*Page text*.
BEGIN
Jagwati: Spreading Awareness and Courage

Educating Indian women about cervical cancer

January 2020 – Every morning, 30-year-old Jagwati starts her daily ritual by making notes for the group of women she needs to meet in her village. Jagwati is an ‘ASHA’ (Accredited Social Health Activist) worker in Arua village in Haryana, a northern state of India. She’s been working as a community health worker for over 10 years.

She is part of a unique government initiative started in 2005 by the National Health Mission of India. The initiative recruits and trains local women to spread awareness and information about key public health issues. The community health workers help ensure that all rural women have access to information about primary health care services like maternal care, vaccination, and nutrition. The Indian government has prioritized cervical cancer prevention under its National Program for Prevention and Control of Cancer, Diabetes, Cardiovascular Diseases, and Stroke (NPCDCS). 

“My job is important because most women in my village are not even aware of the various health services that directly benefit them,” says Jagwati, as she prepares her task list. Today she will focus her efforts on sharing information about the importance of early detection of cervical pre-cancer.
END
Referring expression data
BEGIN
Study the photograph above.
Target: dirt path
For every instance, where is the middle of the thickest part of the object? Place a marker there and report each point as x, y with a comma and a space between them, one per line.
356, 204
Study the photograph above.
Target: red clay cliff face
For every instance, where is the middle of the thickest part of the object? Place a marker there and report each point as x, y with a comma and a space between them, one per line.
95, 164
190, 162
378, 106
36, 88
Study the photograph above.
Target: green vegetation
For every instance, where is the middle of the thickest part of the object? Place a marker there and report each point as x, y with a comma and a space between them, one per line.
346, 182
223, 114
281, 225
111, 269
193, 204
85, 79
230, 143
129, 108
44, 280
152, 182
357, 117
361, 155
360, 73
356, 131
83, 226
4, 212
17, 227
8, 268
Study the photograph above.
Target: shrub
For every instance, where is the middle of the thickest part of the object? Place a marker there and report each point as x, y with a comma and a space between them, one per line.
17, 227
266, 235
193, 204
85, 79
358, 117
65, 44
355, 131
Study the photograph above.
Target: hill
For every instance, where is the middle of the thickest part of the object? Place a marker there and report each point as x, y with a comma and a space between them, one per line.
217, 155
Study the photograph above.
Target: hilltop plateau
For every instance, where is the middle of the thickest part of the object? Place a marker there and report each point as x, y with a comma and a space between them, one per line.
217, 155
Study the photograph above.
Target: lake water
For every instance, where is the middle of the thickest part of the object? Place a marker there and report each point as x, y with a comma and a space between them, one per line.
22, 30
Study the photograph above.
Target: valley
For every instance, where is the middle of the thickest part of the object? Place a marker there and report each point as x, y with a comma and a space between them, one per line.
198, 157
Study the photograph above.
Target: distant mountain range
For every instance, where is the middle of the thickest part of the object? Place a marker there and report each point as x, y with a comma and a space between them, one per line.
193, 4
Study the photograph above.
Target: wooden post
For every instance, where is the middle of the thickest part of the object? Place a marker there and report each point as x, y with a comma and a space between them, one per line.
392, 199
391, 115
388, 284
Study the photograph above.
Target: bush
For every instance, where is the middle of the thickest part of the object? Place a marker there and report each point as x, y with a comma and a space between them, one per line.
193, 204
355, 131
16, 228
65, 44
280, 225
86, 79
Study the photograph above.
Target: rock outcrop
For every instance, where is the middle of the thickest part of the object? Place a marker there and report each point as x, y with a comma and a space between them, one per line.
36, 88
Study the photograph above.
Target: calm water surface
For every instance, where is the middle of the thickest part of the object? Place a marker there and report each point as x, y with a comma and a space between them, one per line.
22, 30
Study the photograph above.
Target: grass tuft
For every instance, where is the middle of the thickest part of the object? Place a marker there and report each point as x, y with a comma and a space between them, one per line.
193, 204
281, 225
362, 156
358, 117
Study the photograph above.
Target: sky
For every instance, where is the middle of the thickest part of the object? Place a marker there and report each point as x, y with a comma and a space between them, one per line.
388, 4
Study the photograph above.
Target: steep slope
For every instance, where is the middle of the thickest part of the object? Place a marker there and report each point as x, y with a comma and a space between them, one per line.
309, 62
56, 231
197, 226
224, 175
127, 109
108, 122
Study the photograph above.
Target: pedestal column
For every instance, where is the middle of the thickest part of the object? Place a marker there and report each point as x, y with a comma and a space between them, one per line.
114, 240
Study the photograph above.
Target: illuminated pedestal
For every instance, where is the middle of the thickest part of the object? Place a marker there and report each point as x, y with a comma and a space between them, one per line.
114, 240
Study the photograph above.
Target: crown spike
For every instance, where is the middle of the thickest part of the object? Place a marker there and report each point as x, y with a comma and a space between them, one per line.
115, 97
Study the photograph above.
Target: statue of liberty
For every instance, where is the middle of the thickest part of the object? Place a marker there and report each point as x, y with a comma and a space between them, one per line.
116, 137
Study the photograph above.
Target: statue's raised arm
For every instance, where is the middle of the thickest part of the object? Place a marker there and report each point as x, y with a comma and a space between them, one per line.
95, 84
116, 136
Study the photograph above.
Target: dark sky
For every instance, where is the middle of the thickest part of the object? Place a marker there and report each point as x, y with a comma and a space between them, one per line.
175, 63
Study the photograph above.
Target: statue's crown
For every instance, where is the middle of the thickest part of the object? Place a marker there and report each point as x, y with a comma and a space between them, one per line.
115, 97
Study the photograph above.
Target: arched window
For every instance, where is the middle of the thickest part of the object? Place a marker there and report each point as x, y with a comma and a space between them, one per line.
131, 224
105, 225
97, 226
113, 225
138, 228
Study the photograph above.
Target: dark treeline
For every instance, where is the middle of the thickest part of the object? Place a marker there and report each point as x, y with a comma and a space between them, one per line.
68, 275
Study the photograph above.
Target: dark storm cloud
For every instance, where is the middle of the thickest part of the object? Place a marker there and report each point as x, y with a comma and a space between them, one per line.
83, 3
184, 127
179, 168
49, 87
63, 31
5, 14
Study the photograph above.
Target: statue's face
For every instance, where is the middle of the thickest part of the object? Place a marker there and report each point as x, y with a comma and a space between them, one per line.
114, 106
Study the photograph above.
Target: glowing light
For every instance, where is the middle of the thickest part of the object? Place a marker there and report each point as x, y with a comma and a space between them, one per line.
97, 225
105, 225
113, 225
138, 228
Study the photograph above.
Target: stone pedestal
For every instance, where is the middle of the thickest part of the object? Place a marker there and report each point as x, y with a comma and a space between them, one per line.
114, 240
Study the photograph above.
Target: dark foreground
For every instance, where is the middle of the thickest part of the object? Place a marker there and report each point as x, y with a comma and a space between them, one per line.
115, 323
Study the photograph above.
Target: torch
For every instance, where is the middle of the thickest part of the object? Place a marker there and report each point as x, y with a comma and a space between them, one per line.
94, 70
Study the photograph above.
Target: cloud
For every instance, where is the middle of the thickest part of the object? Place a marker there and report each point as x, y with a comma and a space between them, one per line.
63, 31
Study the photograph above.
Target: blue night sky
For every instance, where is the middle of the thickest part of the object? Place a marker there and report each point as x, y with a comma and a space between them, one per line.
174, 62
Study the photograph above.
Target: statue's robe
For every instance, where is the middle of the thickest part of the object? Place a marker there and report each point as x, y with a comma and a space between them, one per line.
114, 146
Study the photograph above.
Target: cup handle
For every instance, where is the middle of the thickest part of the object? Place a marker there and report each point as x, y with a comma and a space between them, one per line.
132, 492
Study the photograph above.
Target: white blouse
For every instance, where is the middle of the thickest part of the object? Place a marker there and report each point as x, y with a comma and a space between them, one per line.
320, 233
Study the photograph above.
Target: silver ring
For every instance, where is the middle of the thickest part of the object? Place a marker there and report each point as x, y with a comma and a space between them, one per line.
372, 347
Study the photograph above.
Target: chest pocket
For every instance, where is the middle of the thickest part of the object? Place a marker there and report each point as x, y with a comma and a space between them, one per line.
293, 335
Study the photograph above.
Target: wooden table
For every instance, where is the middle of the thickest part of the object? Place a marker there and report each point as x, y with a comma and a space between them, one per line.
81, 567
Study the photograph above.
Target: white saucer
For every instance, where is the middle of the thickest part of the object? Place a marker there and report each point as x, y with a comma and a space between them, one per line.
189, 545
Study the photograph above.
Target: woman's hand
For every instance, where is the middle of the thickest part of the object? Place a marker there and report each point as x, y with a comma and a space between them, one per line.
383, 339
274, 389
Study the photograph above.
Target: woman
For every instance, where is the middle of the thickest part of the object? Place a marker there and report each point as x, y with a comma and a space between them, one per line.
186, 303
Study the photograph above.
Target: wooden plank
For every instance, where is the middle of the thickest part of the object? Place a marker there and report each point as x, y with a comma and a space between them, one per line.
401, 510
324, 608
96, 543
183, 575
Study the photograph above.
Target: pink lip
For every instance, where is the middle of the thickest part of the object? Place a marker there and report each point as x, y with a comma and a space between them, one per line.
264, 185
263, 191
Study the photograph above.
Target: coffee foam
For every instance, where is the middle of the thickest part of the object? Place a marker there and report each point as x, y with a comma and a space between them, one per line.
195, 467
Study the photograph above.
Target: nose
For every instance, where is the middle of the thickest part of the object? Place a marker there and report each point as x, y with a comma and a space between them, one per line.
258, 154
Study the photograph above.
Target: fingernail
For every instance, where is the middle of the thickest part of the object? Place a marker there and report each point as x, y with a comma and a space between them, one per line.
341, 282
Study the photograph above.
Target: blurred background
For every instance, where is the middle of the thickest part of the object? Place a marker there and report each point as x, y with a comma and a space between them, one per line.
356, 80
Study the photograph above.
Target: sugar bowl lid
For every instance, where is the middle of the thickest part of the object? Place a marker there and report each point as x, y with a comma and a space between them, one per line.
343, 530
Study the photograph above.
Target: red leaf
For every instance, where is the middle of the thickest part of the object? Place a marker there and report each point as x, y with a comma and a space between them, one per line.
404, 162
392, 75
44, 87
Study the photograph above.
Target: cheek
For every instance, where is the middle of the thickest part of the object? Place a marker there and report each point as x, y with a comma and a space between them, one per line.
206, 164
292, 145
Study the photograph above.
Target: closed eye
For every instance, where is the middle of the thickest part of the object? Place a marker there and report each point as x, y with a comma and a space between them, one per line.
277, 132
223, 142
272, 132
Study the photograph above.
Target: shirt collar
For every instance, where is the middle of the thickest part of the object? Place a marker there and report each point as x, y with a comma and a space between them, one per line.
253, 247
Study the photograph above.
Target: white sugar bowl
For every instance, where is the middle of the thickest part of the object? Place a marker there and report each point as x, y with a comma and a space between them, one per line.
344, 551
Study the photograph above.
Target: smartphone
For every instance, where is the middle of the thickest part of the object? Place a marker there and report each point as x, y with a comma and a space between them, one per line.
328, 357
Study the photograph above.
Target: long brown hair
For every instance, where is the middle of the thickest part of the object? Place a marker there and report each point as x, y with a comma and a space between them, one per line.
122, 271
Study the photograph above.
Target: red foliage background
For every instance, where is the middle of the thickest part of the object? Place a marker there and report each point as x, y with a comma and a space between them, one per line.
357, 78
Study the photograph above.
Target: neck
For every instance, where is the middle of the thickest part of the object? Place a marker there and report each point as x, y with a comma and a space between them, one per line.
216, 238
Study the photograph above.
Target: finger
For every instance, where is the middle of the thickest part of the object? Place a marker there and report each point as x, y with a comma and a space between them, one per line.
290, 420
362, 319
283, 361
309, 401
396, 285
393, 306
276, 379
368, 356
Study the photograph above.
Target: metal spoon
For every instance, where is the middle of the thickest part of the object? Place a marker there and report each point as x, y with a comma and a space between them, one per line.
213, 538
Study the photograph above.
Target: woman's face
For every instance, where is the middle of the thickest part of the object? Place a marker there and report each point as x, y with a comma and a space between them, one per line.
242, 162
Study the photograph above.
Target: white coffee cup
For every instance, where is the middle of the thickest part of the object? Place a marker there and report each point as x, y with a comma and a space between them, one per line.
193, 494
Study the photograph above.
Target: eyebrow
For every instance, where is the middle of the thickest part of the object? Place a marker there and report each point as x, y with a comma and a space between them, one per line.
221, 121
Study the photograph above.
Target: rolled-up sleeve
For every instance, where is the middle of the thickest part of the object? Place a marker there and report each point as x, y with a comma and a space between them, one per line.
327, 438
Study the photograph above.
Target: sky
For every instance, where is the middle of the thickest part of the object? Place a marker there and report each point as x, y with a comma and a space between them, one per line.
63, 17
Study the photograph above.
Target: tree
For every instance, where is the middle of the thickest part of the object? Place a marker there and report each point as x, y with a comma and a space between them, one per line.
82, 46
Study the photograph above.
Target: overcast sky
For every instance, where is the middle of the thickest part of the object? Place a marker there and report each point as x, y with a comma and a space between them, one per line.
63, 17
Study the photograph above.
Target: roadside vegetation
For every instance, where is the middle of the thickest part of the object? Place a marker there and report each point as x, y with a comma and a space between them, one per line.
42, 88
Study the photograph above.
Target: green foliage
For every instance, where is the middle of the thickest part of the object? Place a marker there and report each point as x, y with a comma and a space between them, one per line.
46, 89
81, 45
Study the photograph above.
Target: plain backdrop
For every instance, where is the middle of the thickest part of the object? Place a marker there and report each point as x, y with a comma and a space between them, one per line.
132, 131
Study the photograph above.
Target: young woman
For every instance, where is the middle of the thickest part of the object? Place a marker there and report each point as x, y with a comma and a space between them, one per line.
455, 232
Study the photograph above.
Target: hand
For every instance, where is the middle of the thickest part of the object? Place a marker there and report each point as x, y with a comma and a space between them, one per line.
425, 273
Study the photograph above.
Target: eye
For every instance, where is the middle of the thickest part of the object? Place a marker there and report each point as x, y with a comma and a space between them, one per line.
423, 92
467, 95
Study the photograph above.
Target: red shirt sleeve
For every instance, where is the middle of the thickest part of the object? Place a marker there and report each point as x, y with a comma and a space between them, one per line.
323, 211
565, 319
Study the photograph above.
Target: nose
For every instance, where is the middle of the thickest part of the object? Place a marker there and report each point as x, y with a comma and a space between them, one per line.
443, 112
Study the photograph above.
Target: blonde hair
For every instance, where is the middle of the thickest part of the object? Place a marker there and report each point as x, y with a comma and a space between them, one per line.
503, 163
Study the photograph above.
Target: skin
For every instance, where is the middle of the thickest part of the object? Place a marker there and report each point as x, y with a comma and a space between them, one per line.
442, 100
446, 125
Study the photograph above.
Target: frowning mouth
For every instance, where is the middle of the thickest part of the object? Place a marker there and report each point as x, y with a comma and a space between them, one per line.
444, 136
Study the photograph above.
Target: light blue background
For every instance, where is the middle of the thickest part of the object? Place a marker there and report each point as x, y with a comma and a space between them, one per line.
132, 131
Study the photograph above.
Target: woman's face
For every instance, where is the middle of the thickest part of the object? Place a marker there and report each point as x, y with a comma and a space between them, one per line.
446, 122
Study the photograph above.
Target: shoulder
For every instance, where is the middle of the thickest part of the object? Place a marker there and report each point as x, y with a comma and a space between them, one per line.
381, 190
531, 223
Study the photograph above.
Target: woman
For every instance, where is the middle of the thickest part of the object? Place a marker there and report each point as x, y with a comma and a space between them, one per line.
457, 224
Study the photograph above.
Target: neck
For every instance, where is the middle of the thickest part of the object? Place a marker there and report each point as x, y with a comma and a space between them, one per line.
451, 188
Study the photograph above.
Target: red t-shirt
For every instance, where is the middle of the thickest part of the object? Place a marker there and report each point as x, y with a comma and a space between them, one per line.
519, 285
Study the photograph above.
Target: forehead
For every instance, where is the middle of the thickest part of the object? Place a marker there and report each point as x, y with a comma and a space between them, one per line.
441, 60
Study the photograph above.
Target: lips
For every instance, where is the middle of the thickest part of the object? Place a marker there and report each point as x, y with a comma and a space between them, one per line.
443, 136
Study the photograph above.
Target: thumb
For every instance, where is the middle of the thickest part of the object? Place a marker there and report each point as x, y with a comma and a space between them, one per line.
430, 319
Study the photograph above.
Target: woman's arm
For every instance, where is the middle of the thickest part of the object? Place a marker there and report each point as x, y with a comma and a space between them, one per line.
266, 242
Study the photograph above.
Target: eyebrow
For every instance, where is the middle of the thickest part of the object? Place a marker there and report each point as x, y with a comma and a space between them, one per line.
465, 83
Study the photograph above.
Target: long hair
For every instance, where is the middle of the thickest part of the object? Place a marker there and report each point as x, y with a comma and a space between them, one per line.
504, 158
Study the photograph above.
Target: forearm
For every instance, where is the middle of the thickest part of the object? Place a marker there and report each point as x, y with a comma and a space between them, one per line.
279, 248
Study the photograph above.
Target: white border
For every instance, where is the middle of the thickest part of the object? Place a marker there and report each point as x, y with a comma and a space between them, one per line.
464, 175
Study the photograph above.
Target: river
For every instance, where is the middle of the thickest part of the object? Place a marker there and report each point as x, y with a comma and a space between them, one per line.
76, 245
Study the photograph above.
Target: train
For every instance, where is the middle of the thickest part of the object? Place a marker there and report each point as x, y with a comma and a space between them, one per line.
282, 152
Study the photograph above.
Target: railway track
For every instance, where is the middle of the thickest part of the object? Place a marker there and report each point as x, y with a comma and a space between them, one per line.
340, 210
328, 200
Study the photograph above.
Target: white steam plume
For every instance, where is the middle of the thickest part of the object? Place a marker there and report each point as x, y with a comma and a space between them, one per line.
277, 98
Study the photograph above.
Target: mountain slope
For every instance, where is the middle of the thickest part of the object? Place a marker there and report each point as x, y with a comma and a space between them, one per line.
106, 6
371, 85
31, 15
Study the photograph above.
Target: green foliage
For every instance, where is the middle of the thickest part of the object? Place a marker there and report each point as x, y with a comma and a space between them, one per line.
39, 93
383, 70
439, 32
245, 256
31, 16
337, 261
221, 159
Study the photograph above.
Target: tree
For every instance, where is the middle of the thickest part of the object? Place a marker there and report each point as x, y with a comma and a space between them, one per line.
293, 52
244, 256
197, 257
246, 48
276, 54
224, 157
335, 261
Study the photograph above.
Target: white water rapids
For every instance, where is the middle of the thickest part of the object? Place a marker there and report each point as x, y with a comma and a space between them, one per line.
END
*Goal of the exercise*. List the diseases and conditions named in the full title of the national program abbreviated NPCDCS in the article about Jagwati. Rely solely on the article about Jagwati for every response, disregarding the entries.

*Response area*. Cancer, Diabetes, Cardiovascular Diseases, Stroke